┏━━

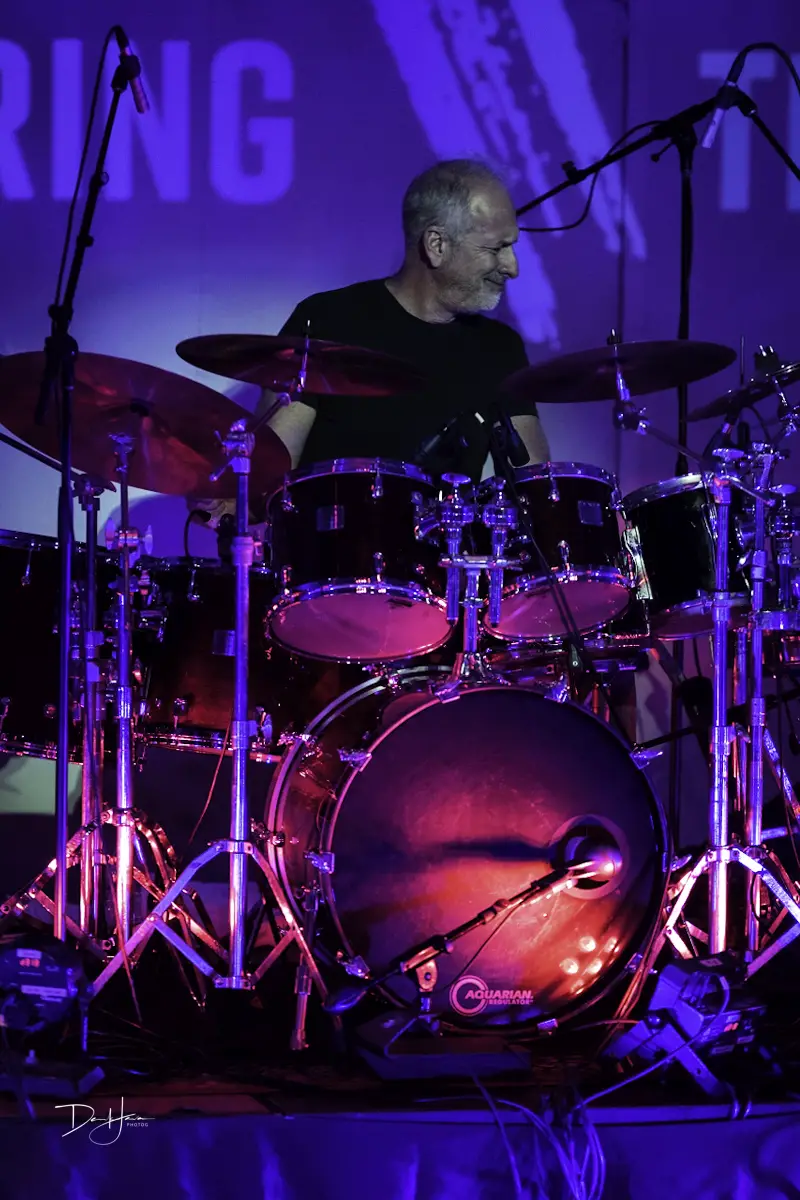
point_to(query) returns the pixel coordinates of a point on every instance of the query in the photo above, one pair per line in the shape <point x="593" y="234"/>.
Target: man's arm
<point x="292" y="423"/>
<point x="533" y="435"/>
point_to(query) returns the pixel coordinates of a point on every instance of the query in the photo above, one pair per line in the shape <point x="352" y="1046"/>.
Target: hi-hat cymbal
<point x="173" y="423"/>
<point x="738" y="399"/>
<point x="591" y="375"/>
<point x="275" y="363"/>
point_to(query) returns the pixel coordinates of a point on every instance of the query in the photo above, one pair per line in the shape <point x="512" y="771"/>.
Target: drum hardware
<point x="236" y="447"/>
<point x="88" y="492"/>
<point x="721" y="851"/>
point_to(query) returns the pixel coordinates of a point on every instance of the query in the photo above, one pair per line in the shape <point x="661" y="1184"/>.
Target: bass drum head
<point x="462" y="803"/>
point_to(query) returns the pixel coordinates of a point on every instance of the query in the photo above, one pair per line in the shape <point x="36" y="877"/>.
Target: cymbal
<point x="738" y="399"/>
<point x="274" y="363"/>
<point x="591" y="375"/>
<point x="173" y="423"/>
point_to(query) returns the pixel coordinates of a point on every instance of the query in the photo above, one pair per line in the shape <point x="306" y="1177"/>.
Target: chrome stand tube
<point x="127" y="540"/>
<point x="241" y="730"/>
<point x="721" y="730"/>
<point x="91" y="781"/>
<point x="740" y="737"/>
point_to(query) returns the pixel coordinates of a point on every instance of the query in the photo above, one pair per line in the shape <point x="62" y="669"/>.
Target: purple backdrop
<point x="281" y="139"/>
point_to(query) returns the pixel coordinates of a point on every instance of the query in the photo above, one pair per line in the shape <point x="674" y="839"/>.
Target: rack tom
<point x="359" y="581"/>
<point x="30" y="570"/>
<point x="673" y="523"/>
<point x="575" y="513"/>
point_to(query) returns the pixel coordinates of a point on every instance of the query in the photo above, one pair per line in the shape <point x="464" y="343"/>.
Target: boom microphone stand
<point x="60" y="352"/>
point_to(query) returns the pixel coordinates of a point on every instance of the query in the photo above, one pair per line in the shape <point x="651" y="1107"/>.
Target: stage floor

┗━━
┏━━

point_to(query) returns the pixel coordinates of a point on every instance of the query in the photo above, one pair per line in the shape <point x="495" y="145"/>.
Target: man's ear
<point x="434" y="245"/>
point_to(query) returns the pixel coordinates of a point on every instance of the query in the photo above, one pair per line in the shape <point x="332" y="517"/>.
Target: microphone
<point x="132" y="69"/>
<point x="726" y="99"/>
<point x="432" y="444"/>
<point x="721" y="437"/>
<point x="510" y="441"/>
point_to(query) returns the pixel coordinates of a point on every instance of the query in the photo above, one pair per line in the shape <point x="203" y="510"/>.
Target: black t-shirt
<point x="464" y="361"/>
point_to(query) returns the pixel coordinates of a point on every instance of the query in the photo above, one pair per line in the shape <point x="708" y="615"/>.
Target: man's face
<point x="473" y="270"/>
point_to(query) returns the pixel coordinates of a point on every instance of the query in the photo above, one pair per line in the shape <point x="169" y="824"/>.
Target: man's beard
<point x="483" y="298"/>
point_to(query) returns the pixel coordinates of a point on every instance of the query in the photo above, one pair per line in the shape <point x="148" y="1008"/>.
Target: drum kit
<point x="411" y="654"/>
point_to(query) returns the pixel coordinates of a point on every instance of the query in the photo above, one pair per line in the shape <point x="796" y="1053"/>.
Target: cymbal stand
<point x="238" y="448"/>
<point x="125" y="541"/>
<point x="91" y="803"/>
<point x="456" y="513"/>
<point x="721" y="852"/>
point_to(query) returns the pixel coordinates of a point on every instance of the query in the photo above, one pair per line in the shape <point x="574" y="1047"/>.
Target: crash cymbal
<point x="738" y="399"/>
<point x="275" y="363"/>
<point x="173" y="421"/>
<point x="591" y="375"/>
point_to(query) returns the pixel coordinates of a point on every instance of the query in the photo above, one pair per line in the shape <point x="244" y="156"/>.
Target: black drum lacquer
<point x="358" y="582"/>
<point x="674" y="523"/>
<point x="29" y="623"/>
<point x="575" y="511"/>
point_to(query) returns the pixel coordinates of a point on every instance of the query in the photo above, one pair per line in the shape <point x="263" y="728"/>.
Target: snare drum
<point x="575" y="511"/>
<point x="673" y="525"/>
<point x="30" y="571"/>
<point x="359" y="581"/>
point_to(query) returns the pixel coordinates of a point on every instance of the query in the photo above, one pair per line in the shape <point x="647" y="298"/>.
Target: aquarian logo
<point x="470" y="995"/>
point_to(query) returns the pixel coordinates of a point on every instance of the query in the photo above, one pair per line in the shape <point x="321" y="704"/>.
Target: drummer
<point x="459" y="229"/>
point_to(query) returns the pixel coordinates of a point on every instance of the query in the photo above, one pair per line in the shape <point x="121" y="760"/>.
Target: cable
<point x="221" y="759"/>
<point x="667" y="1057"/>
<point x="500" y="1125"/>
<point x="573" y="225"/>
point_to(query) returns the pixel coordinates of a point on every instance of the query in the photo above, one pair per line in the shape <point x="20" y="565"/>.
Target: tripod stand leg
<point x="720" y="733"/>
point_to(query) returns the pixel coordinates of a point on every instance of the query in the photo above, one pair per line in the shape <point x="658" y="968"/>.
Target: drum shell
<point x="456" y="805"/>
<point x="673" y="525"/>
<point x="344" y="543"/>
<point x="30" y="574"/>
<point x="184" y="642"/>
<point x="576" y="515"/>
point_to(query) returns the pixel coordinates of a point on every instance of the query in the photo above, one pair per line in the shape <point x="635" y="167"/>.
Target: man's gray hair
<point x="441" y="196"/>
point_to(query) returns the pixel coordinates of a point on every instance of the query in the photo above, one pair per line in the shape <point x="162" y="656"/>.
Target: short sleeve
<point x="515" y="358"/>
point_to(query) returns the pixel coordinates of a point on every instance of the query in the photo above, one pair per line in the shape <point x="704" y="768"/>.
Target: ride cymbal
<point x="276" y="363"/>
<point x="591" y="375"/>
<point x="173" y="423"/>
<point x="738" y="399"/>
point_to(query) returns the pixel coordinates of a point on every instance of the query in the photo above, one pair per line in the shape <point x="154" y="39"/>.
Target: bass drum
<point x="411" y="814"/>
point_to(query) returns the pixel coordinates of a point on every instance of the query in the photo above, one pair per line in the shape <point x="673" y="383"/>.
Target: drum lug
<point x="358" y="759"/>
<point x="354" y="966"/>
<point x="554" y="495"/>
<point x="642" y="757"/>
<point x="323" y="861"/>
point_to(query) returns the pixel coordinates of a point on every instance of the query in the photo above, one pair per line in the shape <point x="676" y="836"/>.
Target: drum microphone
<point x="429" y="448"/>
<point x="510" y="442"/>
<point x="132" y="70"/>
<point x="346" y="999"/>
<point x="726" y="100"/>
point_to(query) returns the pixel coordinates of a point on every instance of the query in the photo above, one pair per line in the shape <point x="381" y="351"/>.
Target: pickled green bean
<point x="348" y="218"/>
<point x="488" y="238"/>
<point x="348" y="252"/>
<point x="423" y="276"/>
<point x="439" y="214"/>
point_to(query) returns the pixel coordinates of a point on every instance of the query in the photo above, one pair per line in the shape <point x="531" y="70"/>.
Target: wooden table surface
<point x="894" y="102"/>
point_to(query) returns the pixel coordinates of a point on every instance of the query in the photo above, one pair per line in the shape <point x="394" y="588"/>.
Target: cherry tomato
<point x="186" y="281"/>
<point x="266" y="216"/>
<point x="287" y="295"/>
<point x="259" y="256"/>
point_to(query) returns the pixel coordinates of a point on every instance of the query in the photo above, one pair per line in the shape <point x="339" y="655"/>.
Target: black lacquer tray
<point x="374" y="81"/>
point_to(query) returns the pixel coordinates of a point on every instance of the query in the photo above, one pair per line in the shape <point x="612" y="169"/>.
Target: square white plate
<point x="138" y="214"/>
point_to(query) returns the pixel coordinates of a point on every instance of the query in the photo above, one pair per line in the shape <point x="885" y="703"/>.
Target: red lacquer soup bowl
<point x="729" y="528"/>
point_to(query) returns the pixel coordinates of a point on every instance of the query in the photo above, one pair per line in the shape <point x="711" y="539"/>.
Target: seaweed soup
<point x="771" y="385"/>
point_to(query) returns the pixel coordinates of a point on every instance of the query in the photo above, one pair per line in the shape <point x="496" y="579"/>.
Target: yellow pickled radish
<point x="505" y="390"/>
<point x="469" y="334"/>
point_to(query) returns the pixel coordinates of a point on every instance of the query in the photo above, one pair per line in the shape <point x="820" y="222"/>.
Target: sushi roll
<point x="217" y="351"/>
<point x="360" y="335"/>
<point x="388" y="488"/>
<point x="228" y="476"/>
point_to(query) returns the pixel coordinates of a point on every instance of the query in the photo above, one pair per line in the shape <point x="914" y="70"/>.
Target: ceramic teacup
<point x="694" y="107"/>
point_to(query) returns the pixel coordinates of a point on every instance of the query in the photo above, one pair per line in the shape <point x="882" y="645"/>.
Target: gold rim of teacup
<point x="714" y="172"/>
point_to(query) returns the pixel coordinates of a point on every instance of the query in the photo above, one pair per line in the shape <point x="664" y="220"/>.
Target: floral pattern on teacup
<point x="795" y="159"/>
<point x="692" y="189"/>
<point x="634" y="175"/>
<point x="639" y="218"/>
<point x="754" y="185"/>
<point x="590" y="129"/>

┗━━
┏━━

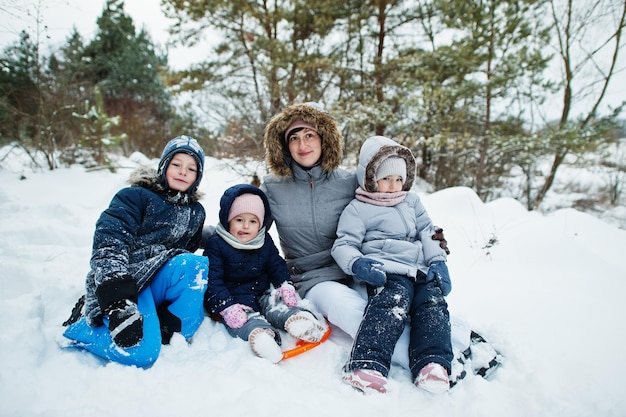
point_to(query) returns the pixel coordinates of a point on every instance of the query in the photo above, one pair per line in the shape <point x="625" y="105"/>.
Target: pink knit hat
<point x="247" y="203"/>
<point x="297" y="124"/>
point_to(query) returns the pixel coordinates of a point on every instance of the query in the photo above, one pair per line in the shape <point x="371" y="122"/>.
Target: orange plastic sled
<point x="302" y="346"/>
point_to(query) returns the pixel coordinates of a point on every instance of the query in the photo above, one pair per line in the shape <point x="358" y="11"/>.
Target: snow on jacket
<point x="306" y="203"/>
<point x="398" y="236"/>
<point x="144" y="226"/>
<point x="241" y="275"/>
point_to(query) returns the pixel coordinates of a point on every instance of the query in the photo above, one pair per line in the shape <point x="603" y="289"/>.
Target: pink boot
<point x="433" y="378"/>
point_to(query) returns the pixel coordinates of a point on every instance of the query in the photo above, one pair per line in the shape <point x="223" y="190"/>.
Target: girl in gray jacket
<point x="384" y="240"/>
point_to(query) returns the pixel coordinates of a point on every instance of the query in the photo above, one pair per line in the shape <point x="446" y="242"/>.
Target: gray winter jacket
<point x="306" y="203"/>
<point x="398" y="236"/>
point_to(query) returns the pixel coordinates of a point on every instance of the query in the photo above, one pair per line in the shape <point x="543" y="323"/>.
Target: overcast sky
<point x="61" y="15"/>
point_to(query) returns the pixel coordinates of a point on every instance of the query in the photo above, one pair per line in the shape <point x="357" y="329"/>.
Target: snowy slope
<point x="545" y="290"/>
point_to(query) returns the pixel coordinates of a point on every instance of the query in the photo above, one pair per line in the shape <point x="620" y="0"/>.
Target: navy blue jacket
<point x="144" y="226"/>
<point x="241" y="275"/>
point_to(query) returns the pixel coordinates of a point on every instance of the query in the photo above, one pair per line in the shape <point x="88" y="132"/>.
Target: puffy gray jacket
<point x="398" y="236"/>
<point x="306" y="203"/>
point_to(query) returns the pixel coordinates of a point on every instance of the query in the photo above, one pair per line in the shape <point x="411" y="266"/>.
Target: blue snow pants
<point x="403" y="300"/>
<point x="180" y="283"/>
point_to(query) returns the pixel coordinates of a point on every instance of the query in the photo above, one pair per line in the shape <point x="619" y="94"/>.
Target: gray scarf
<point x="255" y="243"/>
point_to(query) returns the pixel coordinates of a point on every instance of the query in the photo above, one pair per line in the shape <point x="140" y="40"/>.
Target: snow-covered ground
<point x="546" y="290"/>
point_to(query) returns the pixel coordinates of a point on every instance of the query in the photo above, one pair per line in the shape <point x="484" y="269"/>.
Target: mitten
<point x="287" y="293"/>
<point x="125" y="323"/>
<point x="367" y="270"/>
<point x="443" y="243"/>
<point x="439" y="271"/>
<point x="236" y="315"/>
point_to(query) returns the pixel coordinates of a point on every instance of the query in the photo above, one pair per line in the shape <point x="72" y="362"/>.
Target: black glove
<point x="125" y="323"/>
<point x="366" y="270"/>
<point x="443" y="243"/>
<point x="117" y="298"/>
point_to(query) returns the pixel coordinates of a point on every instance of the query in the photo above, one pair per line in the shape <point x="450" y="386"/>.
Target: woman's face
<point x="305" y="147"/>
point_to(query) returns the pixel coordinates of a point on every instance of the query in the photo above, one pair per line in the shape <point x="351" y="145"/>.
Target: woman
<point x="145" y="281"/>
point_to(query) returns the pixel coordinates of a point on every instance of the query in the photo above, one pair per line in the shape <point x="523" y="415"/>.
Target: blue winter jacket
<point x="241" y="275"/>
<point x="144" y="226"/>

┗━━

§ EXERCISE AIM
Find every line in the entries above that contains the string "jacket" and copy each one out in full. Matches are case-sensitive.

§ EXERCISE ANSWER
Target: snow on jacket
Target: girl in gray jacket
Target: gray winter jacket
Target: navy blue jacket
Target: puffy gray jacket
Target: blue winter jacket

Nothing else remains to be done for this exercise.